The Scottish Women's Oral History Project was undertaken in Stirling, Scotland, between 1987 and 1990. The aim of the project was to record the lives of women in Scotland in the first half of the 20th century, including a specific objective to record the experiences of working-class women.

The project was established in December 1986 by the Women’s Committee of Stirling District Council. The impetus for the project was part of a wider promotion of women's interests, as well as a need to address a perceived lack of women's voices in the historical record. Sponsored by the Manpower Services Commission (MSC), the project set out to record the personal testimonies of local women living in the Stirlingshire area of Scotland about their life in the decades before the Second World War. Based in Spittal Street, Stirling, the project was coordinated by Jayne Stephenson, who, with a team of fellow interviewers, interviewed around 80 local women, between 1987 and 1990.

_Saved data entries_
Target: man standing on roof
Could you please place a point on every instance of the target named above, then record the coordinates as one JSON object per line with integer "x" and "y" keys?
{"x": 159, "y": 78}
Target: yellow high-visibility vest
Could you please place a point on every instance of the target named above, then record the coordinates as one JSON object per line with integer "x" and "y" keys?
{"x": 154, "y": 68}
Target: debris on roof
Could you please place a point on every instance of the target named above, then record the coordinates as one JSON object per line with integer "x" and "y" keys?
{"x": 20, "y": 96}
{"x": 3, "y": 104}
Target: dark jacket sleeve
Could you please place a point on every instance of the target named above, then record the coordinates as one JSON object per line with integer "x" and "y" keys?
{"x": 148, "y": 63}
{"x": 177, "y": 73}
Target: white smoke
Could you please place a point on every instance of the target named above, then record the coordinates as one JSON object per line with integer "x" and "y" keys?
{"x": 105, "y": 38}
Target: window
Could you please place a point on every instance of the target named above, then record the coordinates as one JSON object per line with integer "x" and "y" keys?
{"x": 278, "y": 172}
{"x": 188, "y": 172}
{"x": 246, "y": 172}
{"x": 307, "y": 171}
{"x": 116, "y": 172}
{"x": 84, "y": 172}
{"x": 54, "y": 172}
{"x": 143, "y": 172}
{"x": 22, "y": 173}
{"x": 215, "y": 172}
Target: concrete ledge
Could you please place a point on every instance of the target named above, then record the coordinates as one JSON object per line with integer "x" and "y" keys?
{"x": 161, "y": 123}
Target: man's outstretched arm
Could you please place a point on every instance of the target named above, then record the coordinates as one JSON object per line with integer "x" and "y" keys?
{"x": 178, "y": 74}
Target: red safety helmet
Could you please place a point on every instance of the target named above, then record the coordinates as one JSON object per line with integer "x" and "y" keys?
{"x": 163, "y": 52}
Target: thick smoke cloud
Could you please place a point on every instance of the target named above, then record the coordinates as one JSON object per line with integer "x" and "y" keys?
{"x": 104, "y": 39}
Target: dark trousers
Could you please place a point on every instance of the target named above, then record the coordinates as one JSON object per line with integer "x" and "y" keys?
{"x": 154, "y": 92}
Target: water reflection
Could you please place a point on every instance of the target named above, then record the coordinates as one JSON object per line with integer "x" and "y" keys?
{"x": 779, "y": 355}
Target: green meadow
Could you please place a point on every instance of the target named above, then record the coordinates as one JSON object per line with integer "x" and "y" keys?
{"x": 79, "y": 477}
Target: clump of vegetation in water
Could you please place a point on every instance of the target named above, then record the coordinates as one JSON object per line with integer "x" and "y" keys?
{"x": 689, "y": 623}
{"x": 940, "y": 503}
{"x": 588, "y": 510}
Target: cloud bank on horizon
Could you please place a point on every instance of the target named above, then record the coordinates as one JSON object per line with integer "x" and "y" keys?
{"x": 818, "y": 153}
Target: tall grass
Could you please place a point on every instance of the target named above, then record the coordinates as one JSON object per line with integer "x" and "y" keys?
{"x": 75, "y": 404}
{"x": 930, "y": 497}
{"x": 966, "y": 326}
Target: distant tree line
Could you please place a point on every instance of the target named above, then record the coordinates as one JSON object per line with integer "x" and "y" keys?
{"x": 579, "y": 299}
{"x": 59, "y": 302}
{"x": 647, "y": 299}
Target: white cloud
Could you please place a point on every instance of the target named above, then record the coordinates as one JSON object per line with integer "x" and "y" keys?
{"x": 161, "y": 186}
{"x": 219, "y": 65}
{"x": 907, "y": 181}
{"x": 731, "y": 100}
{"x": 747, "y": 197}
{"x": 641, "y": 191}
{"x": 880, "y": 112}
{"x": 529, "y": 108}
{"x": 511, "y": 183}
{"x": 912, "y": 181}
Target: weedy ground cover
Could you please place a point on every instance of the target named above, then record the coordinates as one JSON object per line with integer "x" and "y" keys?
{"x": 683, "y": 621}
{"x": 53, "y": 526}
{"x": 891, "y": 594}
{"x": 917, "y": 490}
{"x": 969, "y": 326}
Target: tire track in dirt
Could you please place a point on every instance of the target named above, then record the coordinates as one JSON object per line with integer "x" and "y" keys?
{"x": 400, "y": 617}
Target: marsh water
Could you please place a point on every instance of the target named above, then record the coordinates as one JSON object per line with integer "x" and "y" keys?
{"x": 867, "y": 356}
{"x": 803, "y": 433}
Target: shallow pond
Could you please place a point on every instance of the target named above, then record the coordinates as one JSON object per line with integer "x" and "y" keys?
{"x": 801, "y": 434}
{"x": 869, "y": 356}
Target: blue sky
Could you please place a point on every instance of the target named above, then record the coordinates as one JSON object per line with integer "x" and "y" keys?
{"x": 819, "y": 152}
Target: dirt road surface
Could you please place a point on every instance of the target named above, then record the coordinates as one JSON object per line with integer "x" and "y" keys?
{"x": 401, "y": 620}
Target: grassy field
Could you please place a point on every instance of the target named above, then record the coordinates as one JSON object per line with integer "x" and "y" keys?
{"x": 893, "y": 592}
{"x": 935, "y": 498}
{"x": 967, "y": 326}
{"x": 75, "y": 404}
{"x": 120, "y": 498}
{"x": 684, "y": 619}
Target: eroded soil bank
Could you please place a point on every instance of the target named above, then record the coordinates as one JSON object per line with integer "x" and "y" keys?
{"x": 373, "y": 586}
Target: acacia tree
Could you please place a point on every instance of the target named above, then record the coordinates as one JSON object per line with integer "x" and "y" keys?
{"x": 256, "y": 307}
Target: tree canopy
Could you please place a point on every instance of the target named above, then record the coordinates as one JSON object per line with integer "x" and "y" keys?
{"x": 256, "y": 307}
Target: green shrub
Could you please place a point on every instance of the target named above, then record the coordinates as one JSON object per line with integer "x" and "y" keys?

_Written exercise 1_
Pick out each line in the rows that contains the word "white", matching case exactly.
_Written exercise 2_
Resume the text about the Scottish Women's Oral History Project, starting right after its last sentence.

_Exercise result 1_
Target: white smoke
Target: white cloud

_Exercise result 2_
The testimonies cover all aspects of women’s experiences, from childhood to adulthood, through to the Second World War. The interviews are loosely structured into sections covering childhood, leisure, work, marriage, children, community and social class (the interview questions are based on the model questionnaire devised by Paul Thompson (1978)). The project explicitly aimed to cover a representative sample of female occupations, and the material contains recollections of a wide variety of occupational experience - including textile workers, waitresses and hotel staff, domestic servants, factory workers, teachers, nurses.

The publication contains written transcripts of 77 interviews (anonymised), together with an index and an introduction by Callum Brown.

Temporally, the material relates to women born in Scotland between 1894 and 1926, and the interviews cover the period up to World War II.

Geographically, the material covers the Stirlingshire and 'central belt' area of lowland Scotland, including extensive material on life in Glasgow and Edinburgh.